DATA PROVIDED:

* * * * * * * * *

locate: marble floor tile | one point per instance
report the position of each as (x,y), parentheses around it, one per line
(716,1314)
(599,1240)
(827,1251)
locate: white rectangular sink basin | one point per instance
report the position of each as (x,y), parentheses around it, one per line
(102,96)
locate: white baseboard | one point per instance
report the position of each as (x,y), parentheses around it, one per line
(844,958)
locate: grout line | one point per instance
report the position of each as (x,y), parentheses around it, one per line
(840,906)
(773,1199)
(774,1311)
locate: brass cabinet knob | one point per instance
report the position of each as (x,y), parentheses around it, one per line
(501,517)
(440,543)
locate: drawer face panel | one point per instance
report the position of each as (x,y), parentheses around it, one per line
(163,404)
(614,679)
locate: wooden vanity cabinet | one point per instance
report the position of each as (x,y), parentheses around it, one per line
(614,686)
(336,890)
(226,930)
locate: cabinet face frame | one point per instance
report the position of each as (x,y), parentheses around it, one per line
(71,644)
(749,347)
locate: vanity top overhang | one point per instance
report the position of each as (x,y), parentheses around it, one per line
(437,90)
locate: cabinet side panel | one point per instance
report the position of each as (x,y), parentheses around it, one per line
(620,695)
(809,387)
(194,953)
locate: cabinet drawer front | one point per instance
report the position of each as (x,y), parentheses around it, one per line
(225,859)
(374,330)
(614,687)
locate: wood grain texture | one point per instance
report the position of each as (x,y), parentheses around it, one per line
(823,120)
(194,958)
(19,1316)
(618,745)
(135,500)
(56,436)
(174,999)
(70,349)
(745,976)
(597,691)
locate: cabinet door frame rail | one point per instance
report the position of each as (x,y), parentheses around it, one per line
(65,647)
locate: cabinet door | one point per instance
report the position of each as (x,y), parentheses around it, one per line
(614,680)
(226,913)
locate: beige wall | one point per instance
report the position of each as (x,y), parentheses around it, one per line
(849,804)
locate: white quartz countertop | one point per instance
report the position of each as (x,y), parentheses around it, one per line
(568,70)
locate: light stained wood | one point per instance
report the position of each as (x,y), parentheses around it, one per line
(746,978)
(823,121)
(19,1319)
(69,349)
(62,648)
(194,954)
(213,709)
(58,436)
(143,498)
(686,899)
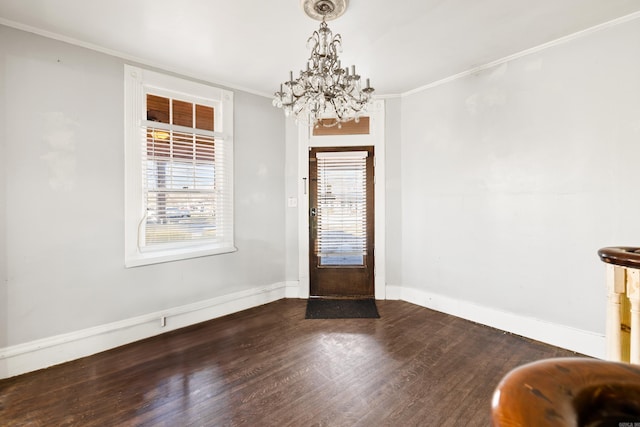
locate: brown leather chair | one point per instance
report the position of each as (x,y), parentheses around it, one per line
(569,392)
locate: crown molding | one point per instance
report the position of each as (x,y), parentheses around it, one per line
(526,52)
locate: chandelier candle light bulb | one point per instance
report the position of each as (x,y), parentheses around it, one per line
(324,89)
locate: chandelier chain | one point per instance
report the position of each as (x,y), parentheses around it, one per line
(324,89)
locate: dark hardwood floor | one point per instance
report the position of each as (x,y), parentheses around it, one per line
(268,366)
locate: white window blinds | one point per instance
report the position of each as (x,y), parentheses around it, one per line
(178,168)
(186,180)
(342,208)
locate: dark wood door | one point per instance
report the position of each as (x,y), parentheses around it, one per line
(341,222)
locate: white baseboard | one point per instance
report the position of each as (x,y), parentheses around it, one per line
(292,289)
(580,341)
(39,354)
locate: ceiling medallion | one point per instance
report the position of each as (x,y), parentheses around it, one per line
(324,89)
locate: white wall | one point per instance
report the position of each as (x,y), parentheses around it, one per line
(513,178)
(393,209)
(61,153)
(4,329)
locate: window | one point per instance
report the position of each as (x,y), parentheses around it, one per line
(178,168)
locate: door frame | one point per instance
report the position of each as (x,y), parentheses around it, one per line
(376,138)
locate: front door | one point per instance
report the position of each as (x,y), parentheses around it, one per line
(341,222)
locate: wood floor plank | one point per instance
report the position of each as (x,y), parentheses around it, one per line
(269,366)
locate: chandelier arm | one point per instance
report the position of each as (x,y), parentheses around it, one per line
(324,88)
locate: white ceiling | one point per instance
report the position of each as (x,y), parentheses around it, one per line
(252,44)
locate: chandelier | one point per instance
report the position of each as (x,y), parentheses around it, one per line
(325,89)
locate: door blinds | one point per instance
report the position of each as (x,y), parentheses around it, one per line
(342,208)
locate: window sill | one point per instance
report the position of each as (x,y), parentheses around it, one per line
(156,257)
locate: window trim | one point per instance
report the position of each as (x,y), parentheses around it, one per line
(137,83)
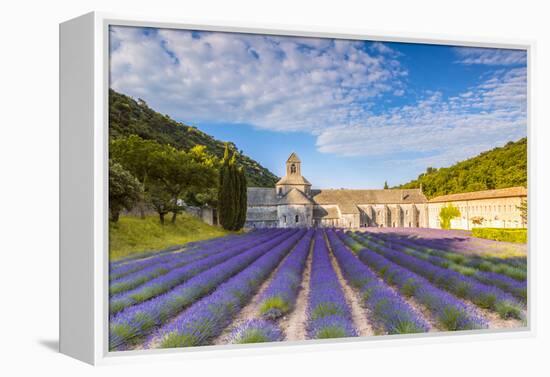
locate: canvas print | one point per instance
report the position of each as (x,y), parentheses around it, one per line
(267,188)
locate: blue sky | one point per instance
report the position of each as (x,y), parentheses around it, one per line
(356,112)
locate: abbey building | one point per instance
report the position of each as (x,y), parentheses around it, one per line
(293,203)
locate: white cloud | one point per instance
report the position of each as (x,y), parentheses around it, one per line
(437,131)
(271,82)
(490,56)
(325,87)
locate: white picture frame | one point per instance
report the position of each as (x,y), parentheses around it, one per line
(84,78)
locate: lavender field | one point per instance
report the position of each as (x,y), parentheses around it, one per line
(298,284)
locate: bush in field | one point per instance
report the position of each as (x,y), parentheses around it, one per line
(501,234)
(446,214)
(124,190)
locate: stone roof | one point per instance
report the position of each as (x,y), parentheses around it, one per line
(293,158)
(293,179)
(295,196)
(325,212)
(257,214)
(486,194)
(261,196)
(349,199)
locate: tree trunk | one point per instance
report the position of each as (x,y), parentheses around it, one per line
(142,208)
(114,216)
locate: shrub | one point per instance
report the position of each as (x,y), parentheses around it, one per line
(501,234)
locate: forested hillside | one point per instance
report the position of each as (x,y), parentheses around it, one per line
(498,168)
(128,116)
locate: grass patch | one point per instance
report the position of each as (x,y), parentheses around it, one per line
(501,234)
(132,235)
(274,306)
(331,332)
(253,336)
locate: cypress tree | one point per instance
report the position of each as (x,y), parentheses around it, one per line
(244,198)
(234,193)
(224,192)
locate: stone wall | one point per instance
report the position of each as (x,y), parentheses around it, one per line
(295,215)
(495,213)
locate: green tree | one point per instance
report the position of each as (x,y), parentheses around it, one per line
(446,214)
(179,173)
(133,153)
(523,212)
(124,190)
(498,168)
(232,193)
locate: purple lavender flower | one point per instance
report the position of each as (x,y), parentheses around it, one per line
(279,298)
(135,322)
(390,313)
(507,284)
(328,311)
(257,331)
(452,281)
(179,275)
(207,318)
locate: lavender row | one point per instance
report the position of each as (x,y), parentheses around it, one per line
(133,280)
(476,262)
(465,249)
(178,276)
(449,312)
(390,313)
(280,297)
(484,296)
(257,331)
(136,322)
(328,312)
(506,283)
(207,318)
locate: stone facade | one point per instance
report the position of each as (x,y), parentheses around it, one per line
(292,203)
(491,208)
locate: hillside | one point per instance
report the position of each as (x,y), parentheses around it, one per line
(128,116)
(132,235)
(498,168)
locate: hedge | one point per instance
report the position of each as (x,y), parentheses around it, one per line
(501,234)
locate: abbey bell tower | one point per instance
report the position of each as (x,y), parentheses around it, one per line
(293,178)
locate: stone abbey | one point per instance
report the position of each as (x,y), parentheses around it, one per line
(293,203)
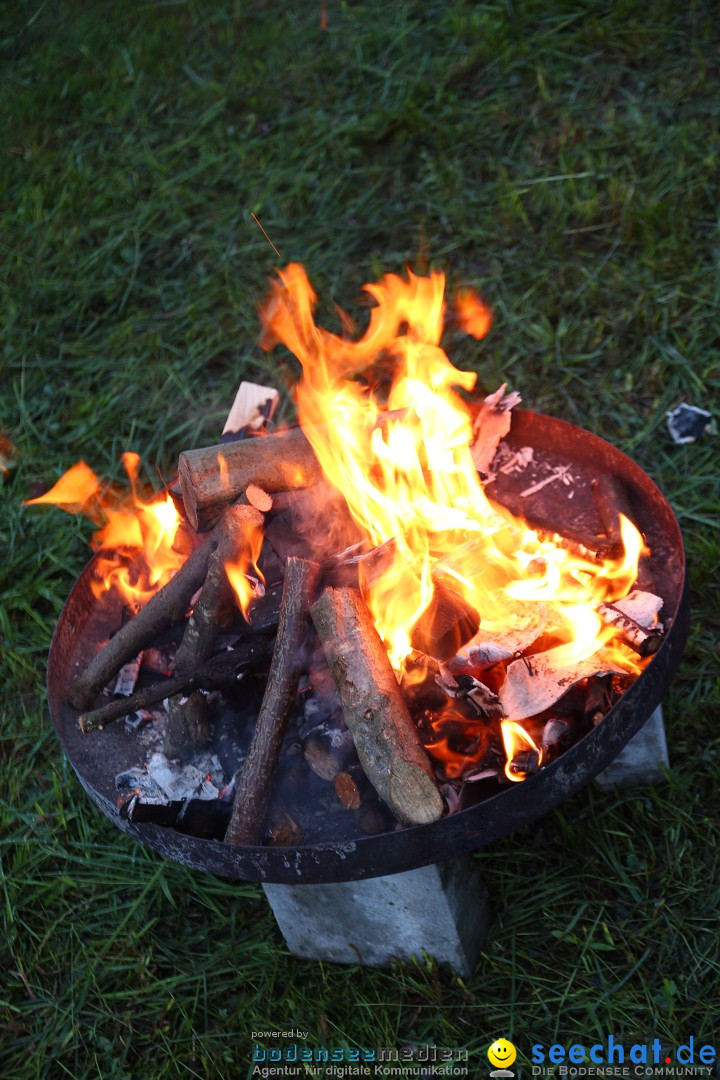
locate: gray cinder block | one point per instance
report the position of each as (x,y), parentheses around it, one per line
(440,909)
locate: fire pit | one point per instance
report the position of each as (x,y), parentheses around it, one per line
(165,774)
(453,617)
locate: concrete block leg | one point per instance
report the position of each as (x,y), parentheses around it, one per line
(641,761)
(440,909)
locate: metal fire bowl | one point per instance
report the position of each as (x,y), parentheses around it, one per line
(98,756)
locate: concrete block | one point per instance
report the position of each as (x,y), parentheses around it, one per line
(440,909)
(641,760)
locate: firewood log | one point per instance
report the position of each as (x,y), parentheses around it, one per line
(253,783)
(168,605)
(447,623)
(213,476)
(385,738)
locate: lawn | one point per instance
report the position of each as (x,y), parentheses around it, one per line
(560,158)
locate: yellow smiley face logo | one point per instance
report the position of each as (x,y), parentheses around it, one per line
(502,1053)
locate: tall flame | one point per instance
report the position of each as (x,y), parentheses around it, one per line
(244,576)
(127,524)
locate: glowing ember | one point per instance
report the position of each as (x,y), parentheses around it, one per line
(140,529)
(474,316)
(522,756)
(409,476)
(243,574)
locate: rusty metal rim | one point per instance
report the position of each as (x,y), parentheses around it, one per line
(393,852)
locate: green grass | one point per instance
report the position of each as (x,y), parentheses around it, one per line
(562,158)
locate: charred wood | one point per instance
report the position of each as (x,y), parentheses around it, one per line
(585,544)
(328,750)
(385,738)
(611,500)
(447,623)
(188,723)
(254,782)
(213,476)
(644,642)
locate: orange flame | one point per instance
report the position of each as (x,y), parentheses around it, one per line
(452,763)
(516,740)
(409,476)
(127,524)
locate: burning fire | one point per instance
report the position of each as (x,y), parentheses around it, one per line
(243,574)
(402,457)
(405,467)
(127,524)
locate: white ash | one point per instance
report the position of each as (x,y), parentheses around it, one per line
(516,461)
(164,779)
(138,719)
(687,422)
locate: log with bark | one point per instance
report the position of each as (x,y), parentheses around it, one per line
(213,476)
(221,672)
(188,723)
(385,737)
(168,605)
(253,783)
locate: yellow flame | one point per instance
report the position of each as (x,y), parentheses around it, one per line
(127,523)
(408,475)
(516,740)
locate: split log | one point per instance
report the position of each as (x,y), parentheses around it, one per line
(611,500)
(219,673)
(254,496)
(643,640)
(328,750)
(213,476)
(348,791)
(168,605)
(385,738)
(447,623)
(253,783)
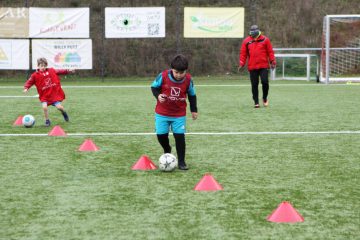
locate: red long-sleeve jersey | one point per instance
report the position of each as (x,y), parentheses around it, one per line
(259,53)
(47,84)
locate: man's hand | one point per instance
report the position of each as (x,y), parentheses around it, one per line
(194,115)
(241,68)
(162,97)
(273,65)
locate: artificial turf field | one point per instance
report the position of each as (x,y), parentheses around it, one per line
(303,148)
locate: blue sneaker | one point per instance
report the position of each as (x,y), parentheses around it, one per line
(66,117)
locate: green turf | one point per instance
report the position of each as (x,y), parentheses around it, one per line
(49,190)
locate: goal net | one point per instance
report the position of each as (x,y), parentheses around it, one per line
(340,56)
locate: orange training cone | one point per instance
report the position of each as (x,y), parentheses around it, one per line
(88,146)
(57,131)
(144,163)
(18,121)
(285,213)
(208,183)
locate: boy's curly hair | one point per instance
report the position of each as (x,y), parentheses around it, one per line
(180,63)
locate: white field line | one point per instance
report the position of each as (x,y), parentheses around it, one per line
(190,133)
(19,96)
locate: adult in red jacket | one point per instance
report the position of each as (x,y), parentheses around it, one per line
(48,86)
(257,50)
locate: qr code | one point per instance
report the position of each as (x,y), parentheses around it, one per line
(153,29)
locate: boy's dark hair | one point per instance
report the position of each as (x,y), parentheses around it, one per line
(180,63)
(42,60)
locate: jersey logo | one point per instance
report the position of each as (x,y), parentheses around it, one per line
(175,91)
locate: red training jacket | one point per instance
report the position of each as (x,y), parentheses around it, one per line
(47,84)
(176,92)
(258,52)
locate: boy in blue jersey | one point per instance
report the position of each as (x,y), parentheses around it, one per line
(171,88)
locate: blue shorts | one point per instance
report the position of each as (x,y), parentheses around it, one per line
(53,104)
(164,123)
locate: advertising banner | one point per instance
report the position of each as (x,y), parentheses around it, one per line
(14,54)
(213,22)
(59,22)
(138,22)
(14,22)
(63,53)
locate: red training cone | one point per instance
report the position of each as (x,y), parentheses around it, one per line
(285,213)
(18,121)
(57,131)
(144,163)
(88,146)
(208,183)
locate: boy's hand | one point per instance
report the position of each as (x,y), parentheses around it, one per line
(273,65)
(241,68)
(162,97)
(194,115)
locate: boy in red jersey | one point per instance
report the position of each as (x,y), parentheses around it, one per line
(48,87)
(170,88)
(257,49)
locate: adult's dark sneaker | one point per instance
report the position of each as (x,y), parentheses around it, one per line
(183,167)
(47,123)
(66,117)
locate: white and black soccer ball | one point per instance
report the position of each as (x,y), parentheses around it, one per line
(28,121)
(167,162)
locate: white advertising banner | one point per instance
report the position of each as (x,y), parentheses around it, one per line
(59,23)
(206,22)
(14,22)
(14,54)
(137,22)
(63,53)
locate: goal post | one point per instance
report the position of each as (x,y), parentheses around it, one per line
(340,55)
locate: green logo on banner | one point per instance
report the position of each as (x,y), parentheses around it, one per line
(213,26)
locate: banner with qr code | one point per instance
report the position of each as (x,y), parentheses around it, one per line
(14,54)
(63,53)
(14,22)
(137,22)
(59,22)
(203,22)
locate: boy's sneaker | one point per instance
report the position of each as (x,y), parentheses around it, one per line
(183,167)
(66,117)
(266,103)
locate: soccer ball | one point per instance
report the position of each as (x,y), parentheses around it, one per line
(167,162)
(28,121)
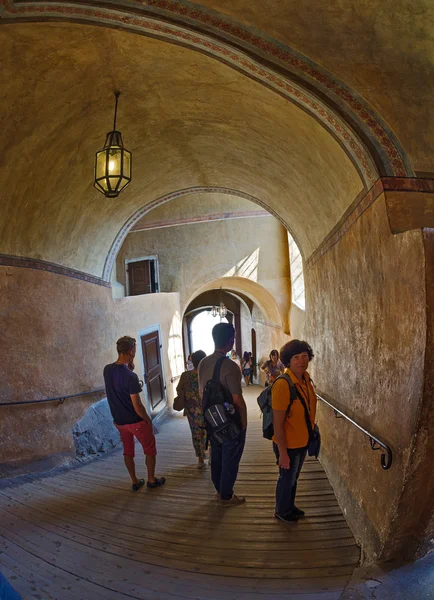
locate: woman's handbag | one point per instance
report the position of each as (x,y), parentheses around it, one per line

* * * * * * * * *

REQUIREMENTS:
Only what runs from the line containing "locate: red training cone" through the end of the entries above should be extracted, exactly and without pictures.

OUTPUT FOR THIS TASK:
locate: red training cone | one point per instance
report the position of each as (x,y), parentheses around it, one per line
(285,213)
(18,121)
(57,131)
(144,163)
(88,146)
(208,183)
locate: boy's hand | one point per instance
report the position of each as (x,y), parentheses around it, one per line
(273,65)
(241,68)
(162,97)
(194,115)
locate: boy in red jersey | one point per instance
report the position of each as (x,y), parentheses around it, one per line
(48,87)
(170,88)
(257,49)
locate: adult's dark sneaker | one point per instance
report the position of each as (x,y), parentheses around it, one per line
(183,167)
(47,123)
(66,117)
locate: white and black soccer ball | one point per instance
report the position of each as (x,y), parentheses around it, one per line
(28,121)
(167,162)
locate: white advertising banner | one point per instance
report the position of each as (x,y), parentheses around it, one per line
(59,23)
(206,22)
(14,22)
(14,54)
(137,22)
(63,53)
locate: goal post | one point per instance
report the position of each as (x,y), parentheses around it, one per line
(340,55)
locate: green logo on banner | one point per instance
report the position of each as (x,y), parentheses around it, one per line
(213,26)
locate: banner with qr code | one point per instance
report the position of each as (x,y), parentheses around it, one per line
(14,54)
(63,53)
(14,22)
(137,22)
(59,22)
(203,22)
locate: boy's sneaker | one point per instance
report the position of each as (x,y), parentheses around it, one per line
(183,167)
(66,117)
(266,103)
locate: soccer ball | one point per instance
report the position of each as (x,y), parentheses around it, one per line
(167,162)
(28,121)
locate: woman's handbag | one point per instance
report the position of each as (x,y), parentheses around it, one per line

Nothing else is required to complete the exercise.